* **Исходный отрывок**
━━━━━━━━━━

Читаем без скачивания Библейский контекст в русской литературе конца ХIХ – первой половины ХХ века - Игорь Сергеевич Урюпин
Шрифт:
Интервал:
Закладка:
«Так встретил рассвет пятнадцатого нисана пятый прокуратор Иудеи Понтий Пилат» [46, V, 321]. На этой фразе оборвался недописанный роман мастера, единственным продолжением которого должна была стать сцена воскрешения Иешуа Га-Ноцри – подлинная реальность, по отношению к которой весь земной мир – всего лишь божественный сон, зримая иллюзия. Видимо, поэтому булгаковские герои спешат покинуть Землю и устремляются в Вечность, где их ожидает покой и свобода.
VI
М. А. Булгаков, внутренне тяготевший к нравственно-этическому крылу Русского философско-богословского Ренессанса начала ХХ века (Н. А. Бердяев, Д. С. Мережковский, Б. П. Вышеславцев, В. В. Розанов, Г. П. Федотов), в своем «закатном» романе художественно претворил корневую для русской культуры «идею созерцающего сердца», которую И. А. Ильин считал основой национальной религиозности. «Русский народ, – писал он, – принял христианство не от меча, не по расчету, не страхом и не умственностью, а чувством, добротою, совестью и сердечным созерцанием» [111, 319], потому что, как утверждал другой мыслитель русского Ренессанса, Б. П. Вышеславцев, «Христа нельзя воспринять иначе, как через посредство сердца» [64, 68]. Проблема усвоения человечеством великого учения Иисуса Назарянина со всей остротой встает в романе «Мастер и Маргарита» в образе ученика Иешуа Га-Ноцри Левия Матвея, который попытался постичь сущность своего учителя и его проповеди о всеобщем добре с позиций рациональной логики – того «половинчатого знания», полнота которого доступна лишь сердцу.

━━━━━━━━━━

Данные для распознавания объектов:
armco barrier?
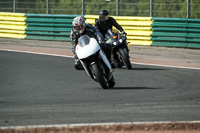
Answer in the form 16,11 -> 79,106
0,12 -> 200,48
0,12 -> 77,41
85,15 -> 200,48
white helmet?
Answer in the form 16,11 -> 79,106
72,16 -> 86,34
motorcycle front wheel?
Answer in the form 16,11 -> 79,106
91,63 -> 109,89
119,48 -> 132,69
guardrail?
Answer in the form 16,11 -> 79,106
0,12 -> 200,48
85,15 -> 200,48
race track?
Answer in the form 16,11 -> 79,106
0,50 -> 200,127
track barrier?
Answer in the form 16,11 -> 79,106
0,12 -> 200,48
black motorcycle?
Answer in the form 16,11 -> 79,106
105,29 -> 132,69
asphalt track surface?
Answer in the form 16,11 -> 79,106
0,38 -> 200,127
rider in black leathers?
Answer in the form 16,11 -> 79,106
95,10 -> 126,37
95,10 -> 126,67
70,16 -> 103,70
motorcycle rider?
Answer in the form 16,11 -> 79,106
70,16 -> 115,70
95,10 -> 126,67
95,10 -> 126,37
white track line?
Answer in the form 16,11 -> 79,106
0,49 -> 200,70
0,121 -> 200,129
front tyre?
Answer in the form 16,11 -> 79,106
119,48 -> 132,69
91,63 -> 109,89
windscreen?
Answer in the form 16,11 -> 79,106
78,35 -> 90,47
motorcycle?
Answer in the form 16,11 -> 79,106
105,29 -> 132,69
76,35 -> 115,89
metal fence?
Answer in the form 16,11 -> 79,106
0,0 -> 200,18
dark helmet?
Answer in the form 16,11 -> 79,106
72,16 -> 86,34
99,10 -> 109,21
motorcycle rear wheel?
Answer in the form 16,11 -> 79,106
92,63 -> 109,89
108,76 -> 115,88
119,49 -> 132,69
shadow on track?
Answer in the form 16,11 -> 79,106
117,67 -> 168,71
109,87 -> 160,90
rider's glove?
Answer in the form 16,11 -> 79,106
122,31 -> 127,36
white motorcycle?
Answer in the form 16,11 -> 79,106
76,35 -> 115,89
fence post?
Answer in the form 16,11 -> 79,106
46,0 -> 49,14
13,0 -> 16,12
187,0 -> 191,18
82,0 -> 85,15
116,0 -> 120,16
150,0 -> 154,17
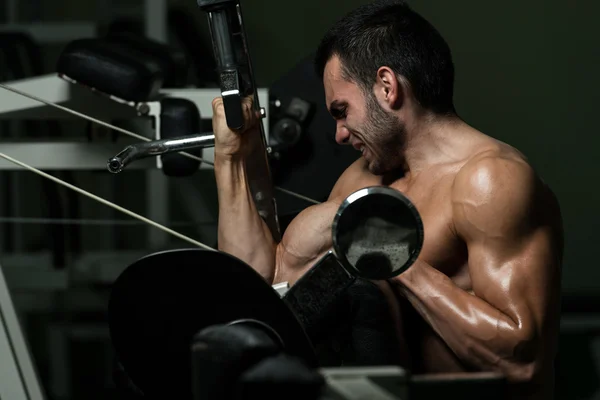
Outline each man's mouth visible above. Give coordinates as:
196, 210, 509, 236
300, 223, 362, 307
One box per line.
352, 143, 365, 154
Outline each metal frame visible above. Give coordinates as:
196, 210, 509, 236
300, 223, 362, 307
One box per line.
319, 366, 409, 400
0, 260, 44, 400
0, 74, 269, 171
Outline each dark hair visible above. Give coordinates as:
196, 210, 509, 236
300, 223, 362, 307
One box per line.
315, 0, 454, 114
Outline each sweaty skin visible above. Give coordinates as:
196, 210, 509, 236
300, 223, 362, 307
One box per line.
213, 59, 563, 399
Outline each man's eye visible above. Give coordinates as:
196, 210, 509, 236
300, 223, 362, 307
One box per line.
331, 107, 346, 119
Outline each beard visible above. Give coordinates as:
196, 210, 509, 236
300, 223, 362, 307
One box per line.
360, 93, 406, 175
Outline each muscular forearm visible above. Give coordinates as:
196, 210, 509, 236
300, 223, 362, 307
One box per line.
394, 261, 533, 381
215, 155, 277, 283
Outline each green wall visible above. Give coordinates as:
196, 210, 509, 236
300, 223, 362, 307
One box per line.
244, 0, 600, 292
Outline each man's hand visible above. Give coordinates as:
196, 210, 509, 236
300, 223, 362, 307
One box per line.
212, 97, 258, 159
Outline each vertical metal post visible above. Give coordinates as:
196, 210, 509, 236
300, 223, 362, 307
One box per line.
144, 0, 170, 248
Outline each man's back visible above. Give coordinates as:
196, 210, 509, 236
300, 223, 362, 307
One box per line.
275, 123, 562, 398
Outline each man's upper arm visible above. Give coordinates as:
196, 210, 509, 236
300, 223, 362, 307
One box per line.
452, 157, 562, 340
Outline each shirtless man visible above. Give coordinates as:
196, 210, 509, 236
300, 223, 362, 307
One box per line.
213, 1, 563, 399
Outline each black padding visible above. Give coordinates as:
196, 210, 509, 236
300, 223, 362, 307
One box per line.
236, 354, 325, 400
283, 253, 356, 341
57, 39, 164, 102
112, 360, 144, 400
314, 279, 402, 367
108, 249, 318, 400
409, 372, 509, 400
192, 323, 282, 400
160, 97, 202, 177
106, 32, 189, 87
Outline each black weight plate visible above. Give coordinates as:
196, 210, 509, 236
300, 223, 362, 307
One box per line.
108, 249, 317, 399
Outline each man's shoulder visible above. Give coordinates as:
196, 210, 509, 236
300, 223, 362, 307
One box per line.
451, 149, 553, 233
452, 147, 542, 199
329, 157, 377, 199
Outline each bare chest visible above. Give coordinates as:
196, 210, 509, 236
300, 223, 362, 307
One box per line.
401, 186, 471, 290
356, 176, 471, 290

━━━━━━━━━━

* **Что сделать**
Какую идею, по словам отрывка о Булгакове выше, И. А. Ильин считал основой национальной религиозности?

* **Ответ к заданию**
Идею созерцающего сердца.